> **SOURCE**
* * *
Since the goal of this study is to explore differences within countries reviews, we are going to work only with hotels with complete data (2,863) that accounts for more than 1 million guests reviews in total.

colSums(is.na(posts)) %>%
  sort(decreasing=TRUE)  %>%
  kable(col.names = "Missing") %>%
  kable_styling(full_width = F, position = "center",bootstrap_options = c("striped", "hover"), font_size = 9) %>%
  column_spec(1, bold = T, border_right = T, background = "#BBE9EF")
Missing
review_country 1109
review_continent 1109
review_score 1
city 0
hotel_id 0
review_number 0
review_date 0
review_id 0

In fact, we can see from the Reviews Dataframe that only 1 review score is missing and only 1,109 countries out of 1,712,086 observations (0.06%), so I’m going to focus the analysis on this data mainly.
* * *
> **SET OF TASKS**
1. According to the hotel reviews excerpt, why will the analysis rely mainly on the reviews data? Answer in one to three sentences.
2. Reproduce the passage of the hotel reviews excerpt starting with "In fact, we" and going on through "this data mainly.".
3. Extend the hotel reviews analysis by writing what comes after its final sentence.
The lines placed after this note have no role in this work.

> **SUPPLIED DATA**
* * *
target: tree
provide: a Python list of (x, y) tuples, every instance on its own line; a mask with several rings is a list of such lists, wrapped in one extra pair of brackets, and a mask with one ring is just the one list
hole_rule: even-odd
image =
* * *
> **ANSWERS**
1. Very little of that data is missing. Only 1 review score is absent, and only 1,109 country values are missing out of 1,712,086 observations, which is 0.06%.

2.
In fact, we can see from the Reviews Dataframe that only 1 review score is missing and only 1,109 countries out of 1,712,086 observations (0.06%), so I’m going to focus the analysis on this data mainly.

3.
tidystars <- hotels %>% 
    select(-hotel_id) %>%
    gather(key, value, -hotel_stars) %>% 
    mutate(missing = as.factor(ifelse(is.na(value), "yes", "no")), key=as.factor(key))%>% 
    group_by(hotel_stars, key, missing) %>% 
    summarise(n = n()) %>% 
    ungroup() %>% 
    spread(missing,n,fill = 0) 

Analysis

Hotel average review scores

First, we analize the hotel-level scores, this is, the average of the scores an hotel gets among all its guests that wrote a review and evaluated it. In other words, each observation correspond to an hotel in the sample.

How does this overall score distributes among hotels?

hotels %>%
  filter(!is.na(review_score)) %>%
  ggplot(aes(review_score))+
    geom_histogram(binwidth = 0.05, color = "black", fill = "#009E73") +
    labs(x = "Hotel overall score") +
    scale_x_continuous(breaks = seq(2,10,0.5)) +
    theme_gray(12)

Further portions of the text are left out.